## [Task to complete]
Reproduce the listing below verbatim, line by line, changing no characters.
-.-.-
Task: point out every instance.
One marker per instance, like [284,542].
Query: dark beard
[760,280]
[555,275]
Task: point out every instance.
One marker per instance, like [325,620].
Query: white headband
-.-.-
## [Solution below]
Task: point out every instance.
One marker per instance, like [284,542].
Query: dark beard
[760,280]
[555,275]
Task: point out every instance.
One marker per instance, like [325,620].
Query: white headband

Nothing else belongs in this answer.